## MATERIAL PROVIDED
☆ ☆ ☆ ☆ ☆ ☆ ☆

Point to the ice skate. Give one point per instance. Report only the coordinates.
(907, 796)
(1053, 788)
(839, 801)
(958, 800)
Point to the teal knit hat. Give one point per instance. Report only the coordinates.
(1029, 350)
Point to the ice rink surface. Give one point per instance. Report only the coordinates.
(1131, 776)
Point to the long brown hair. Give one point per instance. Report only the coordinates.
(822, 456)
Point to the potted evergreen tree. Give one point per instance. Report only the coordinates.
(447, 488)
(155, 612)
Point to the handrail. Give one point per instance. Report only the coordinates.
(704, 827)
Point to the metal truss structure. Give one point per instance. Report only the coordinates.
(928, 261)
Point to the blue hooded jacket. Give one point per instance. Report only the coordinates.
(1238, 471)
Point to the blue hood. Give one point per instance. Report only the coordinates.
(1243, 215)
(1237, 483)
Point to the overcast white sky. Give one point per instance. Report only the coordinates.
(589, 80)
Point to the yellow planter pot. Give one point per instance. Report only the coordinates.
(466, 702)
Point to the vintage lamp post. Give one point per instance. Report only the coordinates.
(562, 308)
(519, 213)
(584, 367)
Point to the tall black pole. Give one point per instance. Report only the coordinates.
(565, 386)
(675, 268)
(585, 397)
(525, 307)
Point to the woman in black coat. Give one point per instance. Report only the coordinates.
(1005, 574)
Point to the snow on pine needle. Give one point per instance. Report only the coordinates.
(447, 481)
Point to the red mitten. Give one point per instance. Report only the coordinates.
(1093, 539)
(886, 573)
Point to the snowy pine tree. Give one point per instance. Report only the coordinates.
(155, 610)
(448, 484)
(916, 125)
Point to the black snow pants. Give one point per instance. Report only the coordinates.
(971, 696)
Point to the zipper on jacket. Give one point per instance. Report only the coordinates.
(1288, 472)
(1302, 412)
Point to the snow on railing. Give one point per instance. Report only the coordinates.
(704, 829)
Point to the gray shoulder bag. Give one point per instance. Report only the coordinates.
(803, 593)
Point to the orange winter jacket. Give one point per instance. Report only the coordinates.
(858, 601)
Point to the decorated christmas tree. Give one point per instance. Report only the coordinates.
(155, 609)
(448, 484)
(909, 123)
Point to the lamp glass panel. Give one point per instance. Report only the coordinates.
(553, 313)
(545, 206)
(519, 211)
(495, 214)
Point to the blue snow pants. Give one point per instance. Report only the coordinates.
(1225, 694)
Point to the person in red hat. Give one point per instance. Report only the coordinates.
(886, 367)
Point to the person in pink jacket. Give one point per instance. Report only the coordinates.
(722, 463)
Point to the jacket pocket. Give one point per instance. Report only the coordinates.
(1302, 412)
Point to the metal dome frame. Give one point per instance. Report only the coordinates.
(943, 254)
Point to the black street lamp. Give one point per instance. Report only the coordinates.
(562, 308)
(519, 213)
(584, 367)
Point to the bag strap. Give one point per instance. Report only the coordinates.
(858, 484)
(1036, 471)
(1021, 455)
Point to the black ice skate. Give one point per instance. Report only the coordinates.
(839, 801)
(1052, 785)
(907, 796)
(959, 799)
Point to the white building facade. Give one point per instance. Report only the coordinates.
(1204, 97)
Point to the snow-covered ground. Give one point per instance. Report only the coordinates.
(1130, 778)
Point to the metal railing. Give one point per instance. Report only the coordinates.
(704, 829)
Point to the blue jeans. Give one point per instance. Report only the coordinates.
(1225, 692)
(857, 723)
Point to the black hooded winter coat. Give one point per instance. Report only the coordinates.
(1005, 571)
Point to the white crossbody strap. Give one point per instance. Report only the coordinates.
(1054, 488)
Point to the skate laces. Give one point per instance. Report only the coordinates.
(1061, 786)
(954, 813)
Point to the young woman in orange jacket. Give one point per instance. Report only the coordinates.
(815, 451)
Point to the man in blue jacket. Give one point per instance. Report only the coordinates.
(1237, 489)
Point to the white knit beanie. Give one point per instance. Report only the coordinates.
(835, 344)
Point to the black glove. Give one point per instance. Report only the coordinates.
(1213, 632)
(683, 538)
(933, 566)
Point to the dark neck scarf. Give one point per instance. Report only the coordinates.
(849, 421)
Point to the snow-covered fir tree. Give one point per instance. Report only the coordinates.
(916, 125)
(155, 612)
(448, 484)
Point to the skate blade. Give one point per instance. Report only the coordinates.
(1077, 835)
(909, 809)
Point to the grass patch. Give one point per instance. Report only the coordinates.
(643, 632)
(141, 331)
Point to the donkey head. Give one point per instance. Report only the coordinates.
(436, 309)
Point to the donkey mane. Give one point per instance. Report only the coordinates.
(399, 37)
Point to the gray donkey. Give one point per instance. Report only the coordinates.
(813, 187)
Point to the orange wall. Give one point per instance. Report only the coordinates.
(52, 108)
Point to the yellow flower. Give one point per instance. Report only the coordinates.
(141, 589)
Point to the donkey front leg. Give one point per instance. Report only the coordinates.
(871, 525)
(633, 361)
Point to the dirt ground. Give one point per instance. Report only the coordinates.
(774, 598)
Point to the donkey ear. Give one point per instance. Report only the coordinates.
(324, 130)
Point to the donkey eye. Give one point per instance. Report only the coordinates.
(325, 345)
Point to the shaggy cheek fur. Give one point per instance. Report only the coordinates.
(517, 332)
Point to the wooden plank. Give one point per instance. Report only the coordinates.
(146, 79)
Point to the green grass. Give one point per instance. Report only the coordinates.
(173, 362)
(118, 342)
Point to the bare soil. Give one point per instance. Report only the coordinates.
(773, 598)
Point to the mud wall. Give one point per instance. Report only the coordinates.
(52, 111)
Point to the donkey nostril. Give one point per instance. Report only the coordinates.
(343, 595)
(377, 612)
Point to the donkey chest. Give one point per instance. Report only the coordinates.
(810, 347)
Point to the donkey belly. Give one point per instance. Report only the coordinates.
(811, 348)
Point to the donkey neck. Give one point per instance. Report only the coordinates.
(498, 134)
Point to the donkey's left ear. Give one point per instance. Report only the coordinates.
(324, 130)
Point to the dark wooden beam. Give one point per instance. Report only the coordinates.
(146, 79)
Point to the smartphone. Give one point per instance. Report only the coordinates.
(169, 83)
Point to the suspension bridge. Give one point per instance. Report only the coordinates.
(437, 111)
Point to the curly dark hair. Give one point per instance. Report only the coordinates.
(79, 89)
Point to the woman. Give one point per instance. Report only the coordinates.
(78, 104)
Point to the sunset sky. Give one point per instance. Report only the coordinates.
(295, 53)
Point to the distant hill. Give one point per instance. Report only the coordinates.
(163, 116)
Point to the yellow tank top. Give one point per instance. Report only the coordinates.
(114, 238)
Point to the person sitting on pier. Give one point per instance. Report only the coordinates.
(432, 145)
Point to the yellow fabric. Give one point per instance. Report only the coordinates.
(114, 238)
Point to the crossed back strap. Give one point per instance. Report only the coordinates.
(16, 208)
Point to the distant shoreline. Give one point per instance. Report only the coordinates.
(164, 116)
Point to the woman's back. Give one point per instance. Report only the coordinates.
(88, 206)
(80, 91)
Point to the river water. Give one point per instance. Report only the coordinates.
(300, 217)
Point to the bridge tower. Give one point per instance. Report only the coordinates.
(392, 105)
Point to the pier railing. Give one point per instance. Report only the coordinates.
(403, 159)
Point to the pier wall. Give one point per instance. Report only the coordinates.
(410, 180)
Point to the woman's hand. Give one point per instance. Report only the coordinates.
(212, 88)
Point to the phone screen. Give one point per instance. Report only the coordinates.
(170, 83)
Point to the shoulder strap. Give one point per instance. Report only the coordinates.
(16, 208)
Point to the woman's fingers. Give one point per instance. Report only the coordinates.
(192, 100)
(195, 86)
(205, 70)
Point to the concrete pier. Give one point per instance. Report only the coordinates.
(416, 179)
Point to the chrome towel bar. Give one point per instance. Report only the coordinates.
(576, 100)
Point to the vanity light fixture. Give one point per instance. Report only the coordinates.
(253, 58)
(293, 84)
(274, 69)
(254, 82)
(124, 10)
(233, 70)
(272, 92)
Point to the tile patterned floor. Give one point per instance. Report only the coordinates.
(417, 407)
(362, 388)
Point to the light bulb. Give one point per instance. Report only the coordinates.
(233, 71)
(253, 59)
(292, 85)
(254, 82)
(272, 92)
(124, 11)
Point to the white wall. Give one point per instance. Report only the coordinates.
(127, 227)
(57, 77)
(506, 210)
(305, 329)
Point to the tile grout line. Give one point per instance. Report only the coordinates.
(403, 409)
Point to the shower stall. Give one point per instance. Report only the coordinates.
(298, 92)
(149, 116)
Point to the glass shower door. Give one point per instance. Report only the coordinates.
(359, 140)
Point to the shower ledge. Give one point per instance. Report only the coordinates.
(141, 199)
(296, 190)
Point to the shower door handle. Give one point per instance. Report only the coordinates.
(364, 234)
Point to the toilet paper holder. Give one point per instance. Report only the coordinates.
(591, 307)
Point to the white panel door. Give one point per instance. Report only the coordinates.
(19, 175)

☆ ☆ ☆ ☆ ☆ ☆ ☆

Return precisely the lines of the records, starting with the line that holds "Point to the pier wall." and ending with the last one.

Point to the pier wall. Give one point per instance. Report only the coordinates.
(410, 180)
Point to the woman's hand. Give one point per instance. Report only the coordinates.
(212, 88)
Point to the phone screen. Give one point per instance. Report only the coordinates.
(170, 83)
Point to the shoulder strap. Give one point per instance. Report only the coordinates.
(16, 208)
Point to the woman's fingers. Give one point per instance. Report only the coordinates.
(192, 100)
(195, 86)
(205, 70)
Point to the concrete pier. Give one point per instance. Report only the coordinates.
(416, 179)
Point to the chrome towel bar. Give one point per instance. Report only the coordinates.
(576, 100)
Point to the vanity light fixture. Give one point per instance. Report only the coordinates.
(253, 58)
(293, 84)
(274, 69)
(254, 82)
(124, 10)
(233, 70)
(272, 92)
Point to the tile patterned floor. Give one point per instance. Report only the coordinates.
(417, 407)
(362, 388)
Point to the light bulb. Give one point per instance. Report only the coordinates.
(233, 71)
(253, 59)
(292, 85)
(254, 82)
(272, 92)
(124, 11)
Point to the white wall. Give one point per instance. Report only the coordinates.
(127, 227)
(57, 77)
(506, 210)
(305, 329)
Point to the tile grout line. Give one point per instance. Report only the coordinates.
(403, 409)
Point to the shower stall. Give one point per instance. Report only the coordinates.
(298, 92)
(149, 116)
Point to the glass shower door. Give one point per instance. Report only the coordinates.
(359, 140)
Point to the shower ledge. Give one point per instance. Report only the coordinates.
(141, 199)
(296, 190)
Point to the shower door handle. Give one point per instance. Report only the coordinates.
(364, 234)
Point to the toilet paper holder. Give one point per instance. Report only the coordinates.
(591, 307)
Point to the white panel door. Give one point per instance. Report only the coordinates.
(19, 175)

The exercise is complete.